● **Okuma Parçası**
Ders Kitapları Çıkmazı

107

Okullar “Yüz Yüze Eğitim” e açıldı. Veliler, öğrenciler, öğretmenler ve
yöneticiler mutlu. Seven ve özleyenlerin kavuşması gibi her kes mutlu.

Umarız Millî Eğitim Bakanı Sayın
Mahmut Özer’in; “tüm kademelerde,
haftada beş gün yüz yüze tam zamanlı olarak eğitim
” temennisi ve tüm eğitim
bileşenlerinin de bu arzusu sekteye uğramaz.

“Kritik bir ortamda açılan
okullarımızda, öncelikle hizmetli ve yardımcı personel eksiğinin ivedilikle
giderilmesi gerekmektedir.”

 Okulların açılması ile okul bahçelerinde stant
kurularak sağlık gruplarının, “aşı
olmayan ya da eksik doz aşı yaptıranların aşılarını tamamlamaları için

ikna çalışmaları yapması güzel ve olumlu bir düşüncedir. Fakat hala gerekli
aşılarını yaptırmayan ve yaptırmakta inat eden, öğrencilerle bir araya gelmesi
zorunlu olan; “öğretmen ve okul
çalışanları
” büyük risk içermektedir.

İlgili personelden aşı olmayanların
ise, “haftada iki kez PCR testi yaptırması” nda, daha ilk haftada sorunlar
yaşanmıştır. Kimi randevu, kimi de test sonucunu zamanında alamamıştır.

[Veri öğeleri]
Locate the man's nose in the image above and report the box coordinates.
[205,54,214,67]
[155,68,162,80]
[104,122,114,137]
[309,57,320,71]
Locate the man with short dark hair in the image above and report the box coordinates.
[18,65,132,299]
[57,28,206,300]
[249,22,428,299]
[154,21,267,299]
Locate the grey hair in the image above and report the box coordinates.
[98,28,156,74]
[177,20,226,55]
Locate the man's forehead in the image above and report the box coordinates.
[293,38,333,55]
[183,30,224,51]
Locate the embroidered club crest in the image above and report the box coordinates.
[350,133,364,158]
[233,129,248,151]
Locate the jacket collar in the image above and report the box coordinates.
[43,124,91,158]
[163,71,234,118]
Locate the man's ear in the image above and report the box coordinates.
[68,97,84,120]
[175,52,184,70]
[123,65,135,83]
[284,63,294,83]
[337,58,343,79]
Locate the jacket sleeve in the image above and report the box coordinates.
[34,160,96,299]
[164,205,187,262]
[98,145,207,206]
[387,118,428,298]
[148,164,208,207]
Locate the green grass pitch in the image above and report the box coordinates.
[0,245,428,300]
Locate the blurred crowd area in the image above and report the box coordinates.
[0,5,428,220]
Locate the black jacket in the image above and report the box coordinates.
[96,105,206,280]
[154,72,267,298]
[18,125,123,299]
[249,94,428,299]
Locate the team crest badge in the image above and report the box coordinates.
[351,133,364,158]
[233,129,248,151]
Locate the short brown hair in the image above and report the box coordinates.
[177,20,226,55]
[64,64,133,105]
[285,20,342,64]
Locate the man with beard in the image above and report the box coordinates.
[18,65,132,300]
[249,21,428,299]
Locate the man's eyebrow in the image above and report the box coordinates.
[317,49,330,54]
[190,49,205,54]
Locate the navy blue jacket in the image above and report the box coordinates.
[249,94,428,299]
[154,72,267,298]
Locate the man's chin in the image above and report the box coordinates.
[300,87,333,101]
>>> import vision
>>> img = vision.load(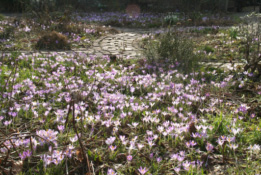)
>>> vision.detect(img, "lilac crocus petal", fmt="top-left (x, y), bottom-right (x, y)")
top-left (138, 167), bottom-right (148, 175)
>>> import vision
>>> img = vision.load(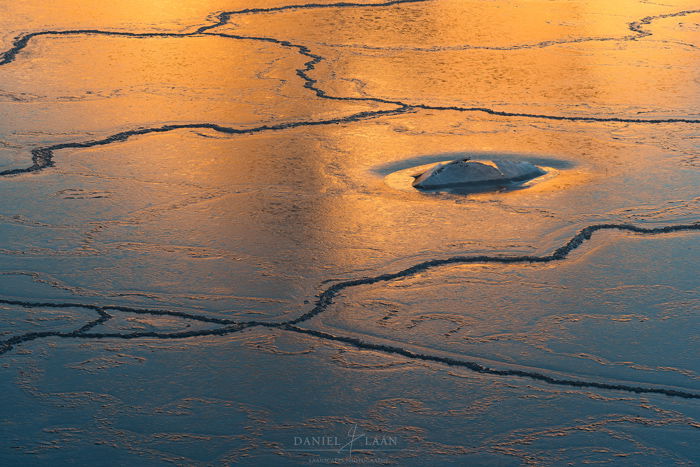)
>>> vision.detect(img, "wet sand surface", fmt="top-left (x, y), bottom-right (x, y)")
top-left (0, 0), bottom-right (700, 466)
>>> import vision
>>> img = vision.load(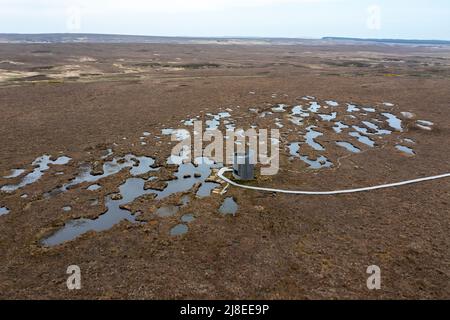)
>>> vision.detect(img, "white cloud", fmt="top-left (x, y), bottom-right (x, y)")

---

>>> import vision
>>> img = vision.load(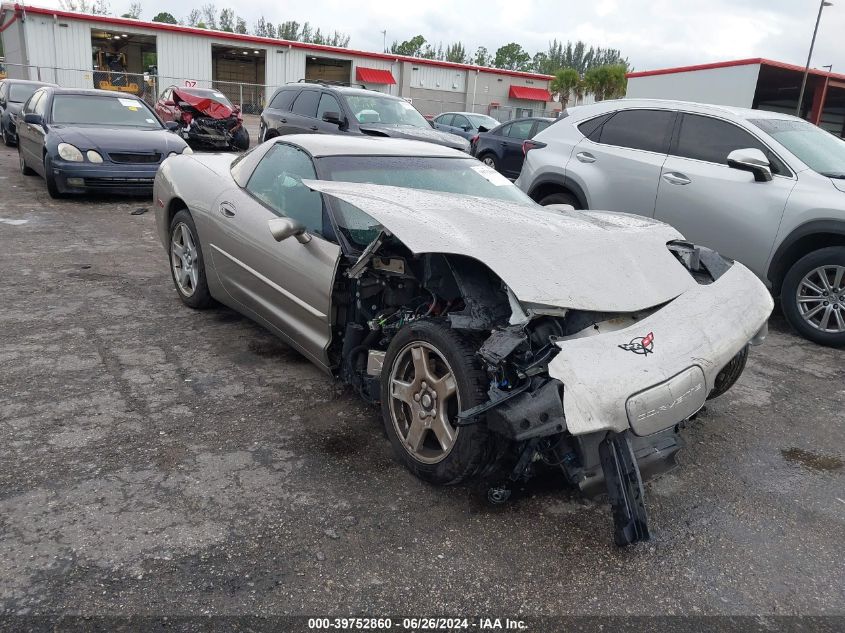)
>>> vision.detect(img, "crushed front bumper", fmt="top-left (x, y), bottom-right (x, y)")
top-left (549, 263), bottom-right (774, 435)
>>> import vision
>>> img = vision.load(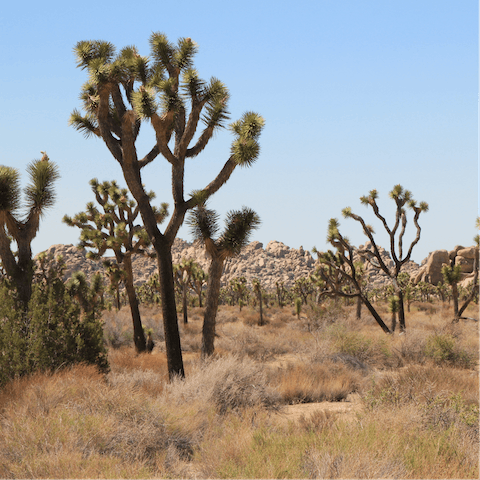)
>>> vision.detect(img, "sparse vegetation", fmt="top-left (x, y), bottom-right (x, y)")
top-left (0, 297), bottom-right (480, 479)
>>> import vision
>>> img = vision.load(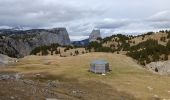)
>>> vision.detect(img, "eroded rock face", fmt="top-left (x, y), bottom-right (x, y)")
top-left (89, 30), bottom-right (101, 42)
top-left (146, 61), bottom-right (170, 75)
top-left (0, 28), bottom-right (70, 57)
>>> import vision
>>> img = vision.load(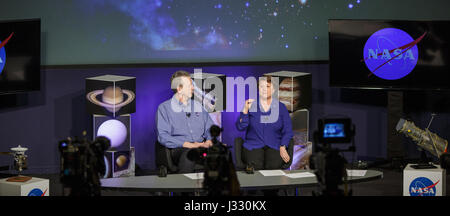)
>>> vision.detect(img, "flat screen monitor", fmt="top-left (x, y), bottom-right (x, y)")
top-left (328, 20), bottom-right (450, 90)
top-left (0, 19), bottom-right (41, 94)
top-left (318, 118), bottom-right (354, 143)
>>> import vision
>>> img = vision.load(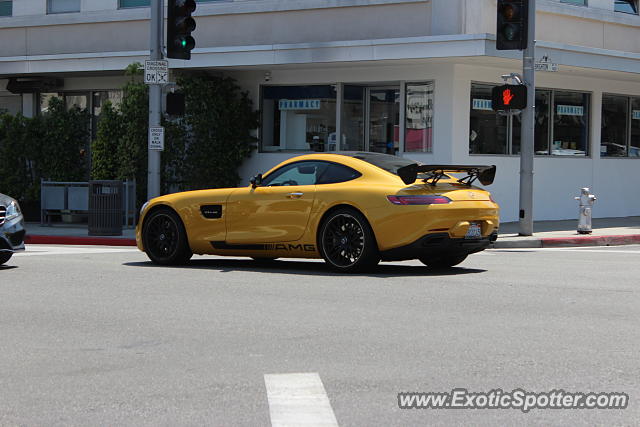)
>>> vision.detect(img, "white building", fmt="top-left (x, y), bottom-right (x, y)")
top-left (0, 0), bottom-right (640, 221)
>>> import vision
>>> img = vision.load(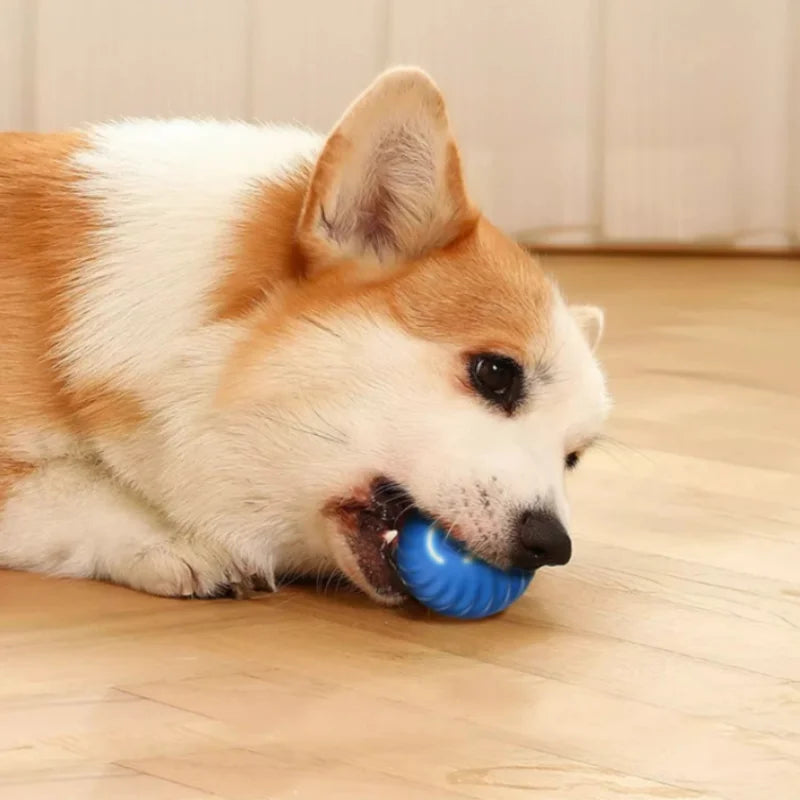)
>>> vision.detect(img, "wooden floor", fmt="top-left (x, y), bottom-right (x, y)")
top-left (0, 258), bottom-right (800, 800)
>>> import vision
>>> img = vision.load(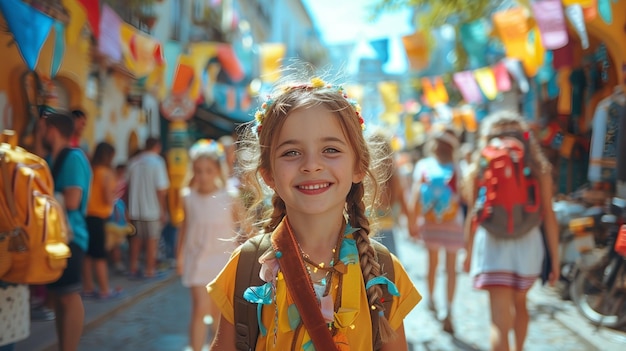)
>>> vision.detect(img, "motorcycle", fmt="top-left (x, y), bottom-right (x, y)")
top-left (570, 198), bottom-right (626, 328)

● **Görev 1**
Okuma parçasında okulların yüz yüze eğitime açılmasıyla mutlu olduğu belirtilen grupları sıralayın.
● **Görev 2**
Okuma parçasında "Umarız Millî Eğitim" sözlerinin geçtiği yerden başlayıp "arzusu sekteye uğramaz." sözleriyle biten bölümü, "beş gün" yerine "dört gün" koyarak güncelleyin.

● **Çözüm 1**
Veliler, öğrenciler, öğretmenler ve yöneticiler.

● **Çözüm 2**
Umarız Millî Eğitim Bakanı Sayın
Mahmut Özer’in; “tüm kademelerde,
haftada dört gün yüz yüze tam zamanlı olarak eğitim
” temennisi ve tüm eğitim
bileşenlerinin de bu arzusu sekteye uğramaz.